# Husband hasn't held a regular job since 2008



## Barbergirl (Jul 9, 2016)

My husband and I have been together for 11 years, married 5. When we met he worked and I was working and going to college. He was laid off in 2008 and decided to go back to college as well. We both received our bachelor degrees in 2012. Since then I have opened my own business and he started a business of his own. My business has proved successful while his has not been so much. He has allowed me to take core of him financially for the last 5 years. I have overlooked this till last winter. While we were on vacation during Valentine's Day he did not get me anything or even say Happy Valentines Day. I asked him the next day why and he said "well, we are on vacation, it's that enough?" So, for the last 4 years or so I've been paying for any home repairs, vacations, clothing, dinners, and Christmas gifts for his mother and sister. I would tell him that we are not buying gifts for each other because I knew he had no money to buy gifts. Since the Valentine incident I have become very resentful and angry with him as well as my self for allowing me to " take care of hm" I did tell him how I felt a couple f weeks after our trip and things really haven't changed much except I now think I've had enough and am thinking of divorce. Any advice?


----------



## flyhigher (Jun 23, 2016)

I also think it's important that you are very clear with him about your expectations.
5 years is a long time for someone not to work; do you have children? Is he taking care of the home? Is he pulling his weight around the house? Or just mooching off you and letting you do everything?
If you've been seemly okay with him not working, it's unfair for you to be upset without telling/asking him to get back to work.
If you need support financially, you need to ask for the help; he can't read your mind.
If he doesn't help.. or doesn't start looking for work, or doesn't start contributing, that's when you can get realistic about divorce or separation.
If he does nothing productive all day, I think it's totally fair that you expect him to work, or volunteer, or SOMETHING.. even if money isn't an issue. There's nothing less attractive to me than an unmotivated, lazy person.
The Valentines Day incident is just him being lazy.. you need to make it clear that its no okay. 
Set your boundaries firmly and see how he reacts. You may be surprised. You may not. Your decision will be that much more clear either way.
Good luck!


----------



## turnera (Jan 22, 2010)

I would do three things. 

First I would tell him that I will no longer be supporting him. I will pay for what the kids need but not for him. And if he wants anything, he'll have to figure out how to pay for it. I would also tell him that I give no promises for how long I'll be willing to remain with a man who won't work.

Second I would start separating my funds legally and financially so that he can no longer touch my money. 

Third I would start a savings account and start putting money in there so that if I decided to leave him, I'd have a nest egg.


----------



## NotEasy (Apr 19, 2015)

What does he do all day? work in his business, clean the house, volunteer charity work, look for a job, study, or sit around, sleep
If he is still running his business then he does have a job, not well paying, but a job. 

Is the real problem his lazyness? or lack of money generally? or your unwillingness to share your money?

I heard that half of all new businesses never make any profit, typically the first 2 years are spent getting started. And half of the profitable ones never make enough to pay decent wages or grow. Ideally his business is about to finally come good. Alternately his is going broke, but at least he tried. Do you know the details of his business accounts? Is the business stagnant, with no income? Is it slow starting up?

Entries shown:
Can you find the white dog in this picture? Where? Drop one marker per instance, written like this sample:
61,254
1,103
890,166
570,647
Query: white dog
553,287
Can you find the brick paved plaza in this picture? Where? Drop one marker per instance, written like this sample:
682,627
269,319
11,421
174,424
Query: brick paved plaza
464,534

Challenge A:
Please quote the stretch of the forum thread from "Second I would" through "(Apr 19, 2015)".
Challenge B:
Answer these questions from the forum thread:
(i) In what year was the husband laid off?
(ii) How many years had the original poster and her husband been married?
(iii) According to turnera, what would a savings account provide if she decided to leave?

Written answer A:
Second I would start separating my funds legally and financially so that he can no longer touch my money. 

Third I would start a savings account and start putting money in there so that if I decided to leave him, I'd have a nest egg.


----------



## NotEasy (Apr 19, 2015)

Written answer B:
(i) 2008
(ii) 5 years
(iii) A nest egg